[Image point annotation entries]
——
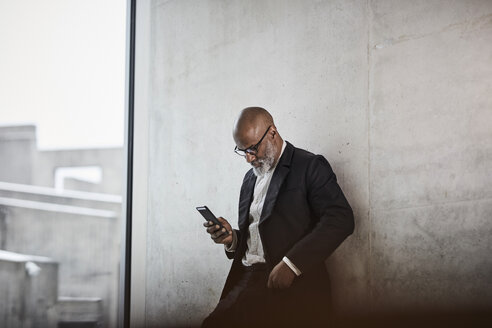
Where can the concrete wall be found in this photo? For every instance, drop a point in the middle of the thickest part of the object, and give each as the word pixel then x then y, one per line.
pixel 17 151
pixel 29 289
pixel 85 241
pixel 395 94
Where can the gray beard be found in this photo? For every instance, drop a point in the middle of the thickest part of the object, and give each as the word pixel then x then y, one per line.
pixel 266 163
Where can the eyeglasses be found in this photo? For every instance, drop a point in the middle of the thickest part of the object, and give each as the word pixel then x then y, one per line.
pixel 253 150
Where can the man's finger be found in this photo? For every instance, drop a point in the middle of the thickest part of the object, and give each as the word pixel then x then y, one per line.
pixel 213 229
pixel 217 234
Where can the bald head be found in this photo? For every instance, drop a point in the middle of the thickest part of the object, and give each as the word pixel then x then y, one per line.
pixel 251 122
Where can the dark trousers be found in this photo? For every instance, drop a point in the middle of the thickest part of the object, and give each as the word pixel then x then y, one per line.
pixel 251 304
pixel 246 305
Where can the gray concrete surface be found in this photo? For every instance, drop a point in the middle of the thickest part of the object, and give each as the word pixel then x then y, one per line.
pixel 17 151
pixel 29 289
pixel 395 94
pixel 85 241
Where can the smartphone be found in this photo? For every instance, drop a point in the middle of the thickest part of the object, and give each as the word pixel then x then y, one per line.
pixel 208 215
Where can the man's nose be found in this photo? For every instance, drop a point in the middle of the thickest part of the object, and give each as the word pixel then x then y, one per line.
pixel 250 157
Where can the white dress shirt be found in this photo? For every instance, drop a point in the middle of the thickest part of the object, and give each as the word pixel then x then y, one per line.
pixel 254 253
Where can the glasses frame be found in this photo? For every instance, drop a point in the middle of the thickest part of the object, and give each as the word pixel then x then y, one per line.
pixel 253 150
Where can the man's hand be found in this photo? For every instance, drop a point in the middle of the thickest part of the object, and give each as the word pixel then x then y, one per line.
pixel 281 276
pixel 220 236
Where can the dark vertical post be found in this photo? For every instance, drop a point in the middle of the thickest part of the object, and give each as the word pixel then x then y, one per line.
pixel 125 267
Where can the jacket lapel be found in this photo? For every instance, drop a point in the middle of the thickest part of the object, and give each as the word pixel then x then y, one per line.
pixel 281 172
pixel 245 198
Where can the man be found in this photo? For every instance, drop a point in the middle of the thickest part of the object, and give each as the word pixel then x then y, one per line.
pixel 292 216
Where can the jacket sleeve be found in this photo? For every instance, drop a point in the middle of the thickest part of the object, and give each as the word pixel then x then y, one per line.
pixel 335 220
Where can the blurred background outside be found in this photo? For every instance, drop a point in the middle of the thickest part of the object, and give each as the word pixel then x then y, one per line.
pixel 62 85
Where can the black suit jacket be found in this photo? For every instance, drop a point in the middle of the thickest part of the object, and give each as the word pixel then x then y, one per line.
pixel 305 217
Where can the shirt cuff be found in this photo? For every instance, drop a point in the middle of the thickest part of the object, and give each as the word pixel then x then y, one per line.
pixel 233 246
pixel 292 266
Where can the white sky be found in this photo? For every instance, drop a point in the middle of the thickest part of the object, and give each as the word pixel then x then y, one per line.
pixel 62 67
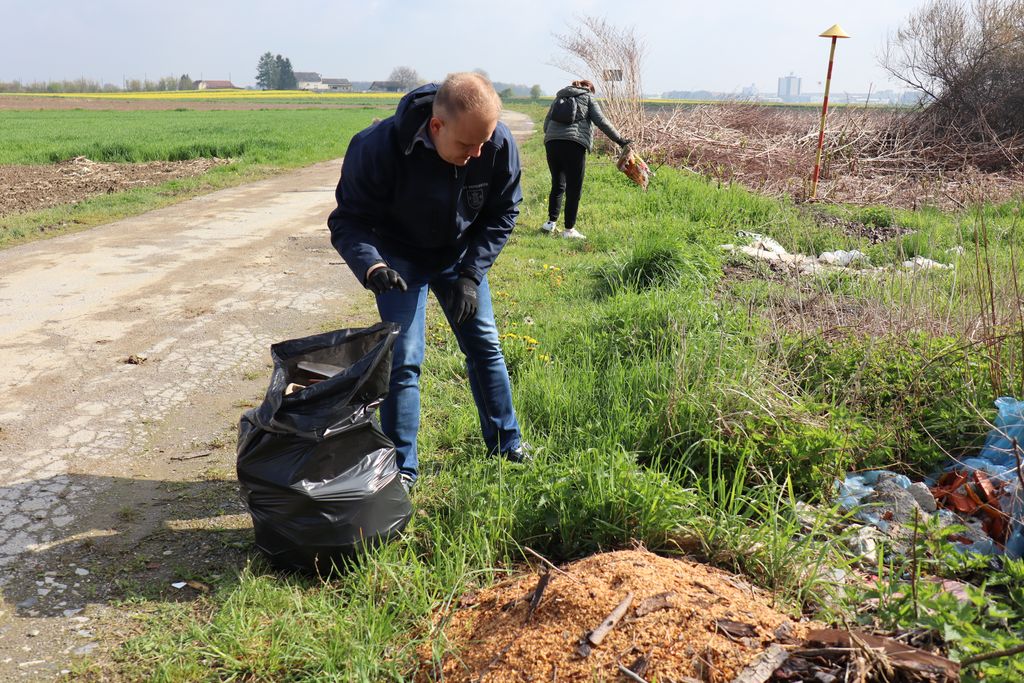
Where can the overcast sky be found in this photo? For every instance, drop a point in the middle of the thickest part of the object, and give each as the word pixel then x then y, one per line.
——
Instructions for the task: Reproduce all of the data above with "photo" replaced by "image" everywhere and nothing else changed. Leave the pictures out.

Output of the exercise:
Where can the concrete wall be found in this image? For every instance, drop a point in the middle of the thickest part of the object, and give each as the word pixel then x then y, one per line.
pixel 17 151
pixel 29 289
pixel 85 241
pixel 395 94
Where can the gray beard be found in this image? For every instance, drop a point in the middle of the thickest part of the object, and give each as the word pixel then x then y, one per line.
pixel 266 163
Where can the eyeglasses be found in this image? For every instance, drop a point in the middle of the thickest part of the object, and give each as the word pixel then x then y, one per line.
pixel 253 150
Where can the man's finger be found in this image? For every instance, drop a point in the middle of the thickest part of the object, and give each as the word pixel then x then y, one per line.
pixel 213 229
pixel 217 234
Where can the bald head be found in this image? For every instance, drop a point in the middle of the thickest part of the object, and give each as the word pixel then x then y, one per line.
pixel 251 122
Where can the dark trousers be found in this image? For every instance, drop a point in the middle of the thickest part of the object, and give each as the word pixel then x then y, one per line.
pixel 251 304
pixel 246 305
Where can the gray concrete surface be found in this image? For every instance, drop a point in the middle of the thickest part of the object, and give each as the word pixel then x then y, one per line.
pixel 17 151
pixel 29 289
pixel 395 94
pixel 85 241
Where can the smartphone be found in this image? For every instance, drop a point in the middle of the thickest part of the object, and give each as the word pixel then x then y, one per line.
pixel 208 215
Where can the man's nose be found in this image? For every instance, drop a point in the middle of the thickest part of the object, and give each as the word pixel then x then y, one per line.
pixel 250 157
Where can the white dress shirt be found in this image? For every instance, drop a point in the middle of the thickest part of the object, and give each as the word pixel then x then y, one per line.
pixel 254 253
Where can the glasses frame be found in this image? For every instance, drop a point in the middle of the thickest part of the object, and give each as the word pixel then x then y, one per line.
pixel 253 150
Where can the man's hand be found in this image? For every instance, drop a point in the middle of the thickest part of the object, and give each as the word pixel then x then y, one per line.
pixel 281 276
pixel 220 236
Where can the dark vertical post be found in this image? For every instance, drop a point in the middle of the thickest part of the object, and give each as the word pixel then x then y, one per line.
pixel 125 267
Where can the jacket lapel be found in this image? For every instance, drop a point in the middle of the thickest part of the object, and give each as the word pixel then x then y, one per line.
pixel 281 172
pixel 245 198
Where can the man be found in this image? For every instance, drop a point in the middle of the thickest part of the object, and give each as the word pixel then x then y, one per line.
pixel 292 216
Where can the jacket sleeve be found in this image? For every instance, drop a point in the middle of the thickest part of the object, and give each as the word pixel then x then y, one per line.
pixel 335 220
Where can the blurred background outside be found in this image? For every instance, drop a point in the middle of the thickest part of the object, and give each as the word pixel then x then y, one per line.
pixel 62 85
Where can the black suit jacket be found in this image? For every instance, drop a point in the middle of the thickest part of the object, and give each as the word pixel then x then y, one per line.
pixel 305 217
Where can the shirt cuff be found in this image? For every instance, drop a point in the middle of the thickest part of the object, and give each as the word pixel then x then y, one per line.
pixel 233 246
pixel 292 266
Where can the white sky be found in this image? For every instance, drop a point in the middle of the thickest part of the object, and give each as the word pixel then x then y, one per line.
pixel 62 67
Where can the overcast sky be found in this image? For every instance, drop a point in the middle of the thickest part of the object, and give each as the word pixel then x then y, one per line.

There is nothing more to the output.